__GIVEN INSTRUCTION__
Locate the line that contains "Where can you find the car wheel". Reproduce it and all following lines up to the end of the material, exactly and with nothing added.

__Stored items__

· · · · · · ·

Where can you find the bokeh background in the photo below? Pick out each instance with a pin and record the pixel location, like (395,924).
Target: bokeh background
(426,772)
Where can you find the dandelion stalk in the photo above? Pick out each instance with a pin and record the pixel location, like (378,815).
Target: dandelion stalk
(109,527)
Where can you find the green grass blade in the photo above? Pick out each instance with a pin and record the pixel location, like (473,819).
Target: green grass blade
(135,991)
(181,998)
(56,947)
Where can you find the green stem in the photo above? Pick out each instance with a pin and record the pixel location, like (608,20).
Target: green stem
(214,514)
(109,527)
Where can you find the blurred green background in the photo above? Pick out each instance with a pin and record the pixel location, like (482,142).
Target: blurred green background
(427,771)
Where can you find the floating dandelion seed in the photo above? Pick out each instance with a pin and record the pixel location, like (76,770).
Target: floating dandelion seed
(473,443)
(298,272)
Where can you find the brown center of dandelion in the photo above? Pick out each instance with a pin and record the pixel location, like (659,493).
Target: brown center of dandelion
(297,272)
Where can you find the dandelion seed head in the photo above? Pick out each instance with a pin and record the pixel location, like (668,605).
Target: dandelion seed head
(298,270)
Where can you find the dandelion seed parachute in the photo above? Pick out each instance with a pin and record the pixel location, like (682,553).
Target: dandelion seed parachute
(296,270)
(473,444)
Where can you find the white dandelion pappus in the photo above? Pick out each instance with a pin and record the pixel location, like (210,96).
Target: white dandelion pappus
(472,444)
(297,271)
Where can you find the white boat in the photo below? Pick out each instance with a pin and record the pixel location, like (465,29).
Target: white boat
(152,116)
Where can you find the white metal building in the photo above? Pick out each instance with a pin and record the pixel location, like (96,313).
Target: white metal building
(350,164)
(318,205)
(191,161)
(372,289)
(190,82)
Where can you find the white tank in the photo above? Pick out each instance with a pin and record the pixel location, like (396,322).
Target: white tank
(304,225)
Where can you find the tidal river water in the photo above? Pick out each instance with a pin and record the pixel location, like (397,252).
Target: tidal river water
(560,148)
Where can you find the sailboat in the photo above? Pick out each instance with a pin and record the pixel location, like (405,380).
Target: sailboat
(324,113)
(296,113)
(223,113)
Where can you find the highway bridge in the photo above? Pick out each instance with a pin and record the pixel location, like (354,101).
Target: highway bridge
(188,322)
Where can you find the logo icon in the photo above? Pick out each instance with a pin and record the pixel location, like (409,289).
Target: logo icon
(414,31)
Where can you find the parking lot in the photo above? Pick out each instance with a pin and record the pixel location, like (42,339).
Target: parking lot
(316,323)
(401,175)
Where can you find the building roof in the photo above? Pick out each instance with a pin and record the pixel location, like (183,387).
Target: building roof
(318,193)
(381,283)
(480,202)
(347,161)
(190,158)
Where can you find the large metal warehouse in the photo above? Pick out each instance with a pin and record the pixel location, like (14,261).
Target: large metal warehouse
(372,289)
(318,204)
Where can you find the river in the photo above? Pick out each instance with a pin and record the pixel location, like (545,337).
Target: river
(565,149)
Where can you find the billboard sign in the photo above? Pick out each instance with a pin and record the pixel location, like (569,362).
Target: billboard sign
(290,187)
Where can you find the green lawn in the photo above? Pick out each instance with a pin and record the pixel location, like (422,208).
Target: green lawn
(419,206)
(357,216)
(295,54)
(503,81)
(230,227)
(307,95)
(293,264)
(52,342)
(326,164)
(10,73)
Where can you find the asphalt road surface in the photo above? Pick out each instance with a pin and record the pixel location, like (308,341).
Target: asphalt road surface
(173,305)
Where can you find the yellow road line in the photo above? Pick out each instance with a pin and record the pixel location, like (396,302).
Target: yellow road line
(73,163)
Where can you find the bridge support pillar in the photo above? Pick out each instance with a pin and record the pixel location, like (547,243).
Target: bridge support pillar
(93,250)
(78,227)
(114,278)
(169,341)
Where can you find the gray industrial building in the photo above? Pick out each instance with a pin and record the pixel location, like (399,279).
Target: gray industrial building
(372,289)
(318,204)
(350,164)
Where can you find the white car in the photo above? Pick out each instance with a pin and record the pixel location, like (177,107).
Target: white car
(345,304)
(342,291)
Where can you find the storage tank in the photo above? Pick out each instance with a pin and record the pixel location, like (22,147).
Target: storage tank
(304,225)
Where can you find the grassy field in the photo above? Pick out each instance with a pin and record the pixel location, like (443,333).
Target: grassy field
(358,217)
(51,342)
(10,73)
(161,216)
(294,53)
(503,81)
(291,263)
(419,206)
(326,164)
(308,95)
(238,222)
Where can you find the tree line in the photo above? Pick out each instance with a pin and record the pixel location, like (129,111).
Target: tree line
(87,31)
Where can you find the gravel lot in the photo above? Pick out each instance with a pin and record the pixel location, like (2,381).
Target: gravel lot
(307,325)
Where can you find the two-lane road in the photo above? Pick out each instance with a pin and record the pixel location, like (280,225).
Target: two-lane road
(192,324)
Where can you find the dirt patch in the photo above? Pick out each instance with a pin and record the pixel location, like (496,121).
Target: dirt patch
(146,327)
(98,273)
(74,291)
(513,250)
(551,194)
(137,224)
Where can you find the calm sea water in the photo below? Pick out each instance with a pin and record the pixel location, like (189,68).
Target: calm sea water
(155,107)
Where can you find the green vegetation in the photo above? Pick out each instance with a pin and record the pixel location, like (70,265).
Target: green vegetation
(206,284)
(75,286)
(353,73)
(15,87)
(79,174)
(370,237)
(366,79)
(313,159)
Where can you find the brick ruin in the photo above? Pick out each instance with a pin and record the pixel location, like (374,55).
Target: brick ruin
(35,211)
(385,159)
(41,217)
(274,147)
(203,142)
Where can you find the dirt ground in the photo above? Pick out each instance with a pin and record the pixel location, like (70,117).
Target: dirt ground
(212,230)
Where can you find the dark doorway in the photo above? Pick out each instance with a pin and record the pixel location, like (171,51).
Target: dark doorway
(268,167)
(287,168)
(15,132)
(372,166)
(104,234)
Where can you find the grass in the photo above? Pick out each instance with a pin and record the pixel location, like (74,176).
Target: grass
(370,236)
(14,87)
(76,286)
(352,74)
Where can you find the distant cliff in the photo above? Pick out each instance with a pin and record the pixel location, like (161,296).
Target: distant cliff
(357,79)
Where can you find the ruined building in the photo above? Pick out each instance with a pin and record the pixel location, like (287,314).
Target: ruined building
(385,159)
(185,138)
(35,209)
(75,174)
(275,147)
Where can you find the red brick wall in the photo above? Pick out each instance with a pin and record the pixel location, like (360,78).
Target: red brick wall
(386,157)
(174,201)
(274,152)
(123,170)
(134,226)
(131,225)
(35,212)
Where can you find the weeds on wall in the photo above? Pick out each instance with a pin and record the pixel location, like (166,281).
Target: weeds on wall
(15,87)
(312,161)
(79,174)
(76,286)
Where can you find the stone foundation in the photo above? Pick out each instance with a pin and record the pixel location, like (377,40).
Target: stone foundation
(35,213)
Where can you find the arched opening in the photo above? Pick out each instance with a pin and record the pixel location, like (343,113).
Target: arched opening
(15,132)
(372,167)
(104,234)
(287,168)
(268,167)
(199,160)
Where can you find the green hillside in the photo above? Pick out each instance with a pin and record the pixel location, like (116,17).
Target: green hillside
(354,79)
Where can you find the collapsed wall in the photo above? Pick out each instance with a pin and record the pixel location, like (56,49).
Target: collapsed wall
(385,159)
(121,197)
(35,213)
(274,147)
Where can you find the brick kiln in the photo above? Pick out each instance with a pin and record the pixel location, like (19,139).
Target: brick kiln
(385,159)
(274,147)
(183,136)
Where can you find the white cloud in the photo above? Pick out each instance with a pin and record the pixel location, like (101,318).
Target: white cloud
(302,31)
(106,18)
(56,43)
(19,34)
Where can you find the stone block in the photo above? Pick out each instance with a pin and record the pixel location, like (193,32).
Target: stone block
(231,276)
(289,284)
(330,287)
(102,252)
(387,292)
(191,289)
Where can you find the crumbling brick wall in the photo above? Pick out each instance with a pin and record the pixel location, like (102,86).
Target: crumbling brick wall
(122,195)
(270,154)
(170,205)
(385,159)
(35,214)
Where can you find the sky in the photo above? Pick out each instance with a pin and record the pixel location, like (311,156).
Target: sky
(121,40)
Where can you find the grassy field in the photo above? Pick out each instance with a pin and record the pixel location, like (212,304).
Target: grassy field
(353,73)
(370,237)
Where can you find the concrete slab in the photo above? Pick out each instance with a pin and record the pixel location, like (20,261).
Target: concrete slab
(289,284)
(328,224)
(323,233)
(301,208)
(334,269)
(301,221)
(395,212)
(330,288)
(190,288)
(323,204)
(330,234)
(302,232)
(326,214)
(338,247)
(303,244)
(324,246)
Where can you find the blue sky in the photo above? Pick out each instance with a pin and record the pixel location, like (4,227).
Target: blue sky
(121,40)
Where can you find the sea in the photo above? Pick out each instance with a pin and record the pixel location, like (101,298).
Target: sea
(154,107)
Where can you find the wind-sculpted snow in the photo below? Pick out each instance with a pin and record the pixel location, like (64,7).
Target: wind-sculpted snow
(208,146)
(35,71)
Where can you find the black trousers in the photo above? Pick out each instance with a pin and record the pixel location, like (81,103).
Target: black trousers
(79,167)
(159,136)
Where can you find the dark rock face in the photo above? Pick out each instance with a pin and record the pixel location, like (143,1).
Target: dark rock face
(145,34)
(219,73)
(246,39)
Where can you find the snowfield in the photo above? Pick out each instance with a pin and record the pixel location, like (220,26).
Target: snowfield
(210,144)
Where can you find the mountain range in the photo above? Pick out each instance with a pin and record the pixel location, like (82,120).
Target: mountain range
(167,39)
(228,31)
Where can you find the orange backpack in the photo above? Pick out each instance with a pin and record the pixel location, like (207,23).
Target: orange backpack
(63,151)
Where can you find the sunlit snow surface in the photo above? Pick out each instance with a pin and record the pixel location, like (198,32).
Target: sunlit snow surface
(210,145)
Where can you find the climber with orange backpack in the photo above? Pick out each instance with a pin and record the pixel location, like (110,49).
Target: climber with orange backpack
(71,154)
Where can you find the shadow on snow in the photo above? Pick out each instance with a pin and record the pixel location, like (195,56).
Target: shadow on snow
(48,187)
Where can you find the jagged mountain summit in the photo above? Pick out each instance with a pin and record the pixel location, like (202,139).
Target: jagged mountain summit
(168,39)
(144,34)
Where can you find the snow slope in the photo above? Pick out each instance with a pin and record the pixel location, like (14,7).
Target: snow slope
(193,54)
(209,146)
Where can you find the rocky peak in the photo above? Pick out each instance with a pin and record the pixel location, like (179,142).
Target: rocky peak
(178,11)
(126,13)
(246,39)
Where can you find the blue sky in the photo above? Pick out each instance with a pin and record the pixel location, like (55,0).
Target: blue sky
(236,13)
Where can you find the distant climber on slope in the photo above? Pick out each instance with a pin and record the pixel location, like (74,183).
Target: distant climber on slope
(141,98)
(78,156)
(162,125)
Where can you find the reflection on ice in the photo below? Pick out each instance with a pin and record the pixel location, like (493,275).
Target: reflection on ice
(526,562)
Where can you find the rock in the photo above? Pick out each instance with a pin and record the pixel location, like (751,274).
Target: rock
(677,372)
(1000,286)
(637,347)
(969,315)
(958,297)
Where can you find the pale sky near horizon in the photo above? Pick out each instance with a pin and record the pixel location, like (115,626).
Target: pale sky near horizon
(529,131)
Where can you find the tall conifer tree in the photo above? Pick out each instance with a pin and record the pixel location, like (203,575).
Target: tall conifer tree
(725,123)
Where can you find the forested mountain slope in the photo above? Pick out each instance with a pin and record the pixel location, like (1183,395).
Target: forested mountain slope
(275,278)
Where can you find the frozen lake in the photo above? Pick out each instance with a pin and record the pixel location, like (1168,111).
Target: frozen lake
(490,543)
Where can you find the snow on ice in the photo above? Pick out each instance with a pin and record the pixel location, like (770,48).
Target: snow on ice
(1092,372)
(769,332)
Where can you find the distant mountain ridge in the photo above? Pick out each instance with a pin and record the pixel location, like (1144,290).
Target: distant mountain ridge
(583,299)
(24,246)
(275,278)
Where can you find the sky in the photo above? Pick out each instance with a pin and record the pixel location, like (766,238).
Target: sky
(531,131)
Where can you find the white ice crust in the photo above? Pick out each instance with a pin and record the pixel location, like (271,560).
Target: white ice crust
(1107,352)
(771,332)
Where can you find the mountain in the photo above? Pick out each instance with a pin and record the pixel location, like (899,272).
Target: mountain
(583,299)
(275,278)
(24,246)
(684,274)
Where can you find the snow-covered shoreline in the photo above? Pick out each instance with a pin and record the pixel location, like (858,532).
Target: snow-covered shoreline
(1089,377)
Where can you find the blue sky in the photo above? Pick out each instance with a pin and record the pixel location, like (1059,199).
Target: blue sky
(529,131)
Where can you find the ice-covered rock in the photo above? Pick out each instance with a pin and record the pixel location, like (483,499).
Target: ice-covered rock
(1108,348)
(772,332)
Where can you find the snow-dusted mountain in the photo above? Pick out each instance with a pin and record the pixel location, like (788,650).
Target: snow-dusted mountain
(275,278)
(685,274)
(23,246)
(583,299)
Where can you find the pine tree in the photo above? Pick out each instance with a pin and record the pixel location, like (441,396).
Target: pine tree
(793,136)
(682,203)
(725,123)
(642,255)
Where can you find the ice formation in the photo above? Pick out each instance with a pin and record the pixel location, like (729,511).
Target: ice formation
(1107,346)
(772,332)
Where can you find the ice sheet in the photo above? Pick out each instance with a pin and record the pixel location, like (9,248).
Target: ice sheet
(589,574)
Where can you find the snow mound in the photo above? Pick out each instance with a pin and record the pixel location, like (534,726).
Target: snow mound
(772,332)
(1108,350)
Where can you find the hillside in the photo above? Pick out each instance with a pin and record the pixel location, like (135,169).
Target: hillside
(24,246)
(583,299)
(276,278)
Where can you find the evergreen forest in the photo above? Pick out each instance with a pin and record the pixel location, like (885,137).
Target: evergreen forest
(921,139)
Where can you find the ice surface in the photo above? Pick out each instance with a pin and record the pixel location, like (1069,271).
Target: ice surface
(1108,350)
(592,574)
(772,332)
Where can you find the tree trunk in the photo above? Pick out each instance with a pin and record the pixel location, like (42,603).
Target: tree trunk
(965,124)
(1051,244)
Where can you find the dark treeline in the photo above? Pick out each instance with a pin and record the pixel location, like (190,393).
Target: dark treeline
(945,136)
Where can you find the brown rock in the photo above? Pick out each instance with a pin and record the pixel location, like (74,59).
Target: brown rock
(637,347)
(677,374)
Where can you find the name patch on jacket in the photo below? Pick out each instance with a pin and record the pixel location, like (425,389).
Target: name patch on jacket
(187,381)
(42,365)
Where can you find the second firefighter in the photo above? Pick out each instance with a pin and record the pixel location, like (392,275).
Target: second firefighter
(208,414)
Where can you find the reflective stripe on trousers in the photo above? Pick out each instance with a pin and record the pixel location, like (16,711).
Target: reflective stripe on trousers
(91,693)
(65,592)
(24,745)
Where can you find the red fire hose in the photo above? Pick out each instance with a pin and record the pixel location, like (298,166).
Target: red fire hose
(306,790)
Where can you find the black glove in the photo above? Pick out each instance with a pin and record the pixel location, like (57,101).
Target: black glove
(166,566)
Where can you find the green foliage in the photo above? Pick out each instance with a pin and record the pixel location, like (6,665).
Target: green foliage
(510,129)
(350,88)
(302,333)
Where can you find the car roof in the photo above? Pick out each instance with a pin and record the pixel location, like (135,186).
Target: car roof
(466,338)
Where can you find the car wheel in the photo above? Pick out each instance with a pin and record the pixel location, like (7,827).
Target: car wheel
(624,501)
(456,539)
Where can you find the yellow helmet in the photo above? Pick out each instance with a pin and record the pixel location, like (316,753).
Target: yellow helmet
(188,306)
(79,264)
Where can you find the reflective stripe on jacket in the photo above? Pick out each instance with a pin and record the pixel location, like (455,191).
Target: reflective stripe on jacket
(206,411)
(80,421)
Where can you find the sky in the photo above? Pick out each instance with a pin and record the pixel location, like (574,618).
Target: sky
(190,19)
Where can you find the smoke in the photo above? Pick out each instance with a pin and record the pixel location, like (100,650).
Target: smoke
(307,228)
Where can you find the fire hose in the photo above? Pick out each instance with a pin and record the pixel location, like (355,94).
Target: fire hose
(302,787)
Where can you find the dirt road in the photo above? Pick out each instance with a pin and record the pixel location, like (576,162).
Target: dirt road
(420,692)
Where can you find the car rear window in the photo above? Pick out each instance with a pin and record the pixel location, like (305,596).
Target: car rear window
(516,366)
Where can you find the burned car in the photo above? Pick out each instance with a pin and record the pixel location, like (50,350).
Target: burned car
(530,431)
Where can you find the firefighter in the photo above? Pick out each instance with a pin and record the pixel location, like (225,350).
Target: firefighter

· · · · · · ·

__RESPONSE__
Where can you find the car wheel in the photo above? Pick out each instance with a pin and record the pixel location, like (7,827).
Target: car wheel
(624,501)
(456,539)
Where can you find the yellow helmet in the photo above? Pick out each instance with a pin and record the pixel location, like (316,753).
Target: yellow helmet
(188,306)
(79,264)
Where can you find the reflective stripe on jacket in the photo above? Pick out each instance with a pin and record the pixel location, like (455,191).
Target: reflective stripe on jacket
(206,411)
(80,421)
Where can you find the sky in the photo above? Pick out each instance with a pin and record the pixel location, like (574,618).
Target: sky
(190,19)
Where can you find the smoke in the photo above? Pick out each instance with a pin and record the pixel location, like (100,650).
Target: smoke
(307,228)
Where can you find the fire hose in the photo above? Pick out each instance with a pin and record the pixel location, like (355,94).
Target: fire hose
(302,787)
Where can you find the dirt road in the photo above? Pick out each instance with a pin and record the pixel location, like (576,162).
Target: dirt road
(420,692)
Where can you find the car rear window in the photo above? Pick out each instance with a pin and record the pixel location, like (305,596).
Target: car rear window
(516,366)
Where can you find the burned car in the photo above? Pick out each instance with a pin and record the pixel location, like (50,350).
Target: burned car
(530,431)
Where can you find the firefighter in the photo above? Pick out each instance with a pin and record the pixel location, like (225,350).
Target: firefighter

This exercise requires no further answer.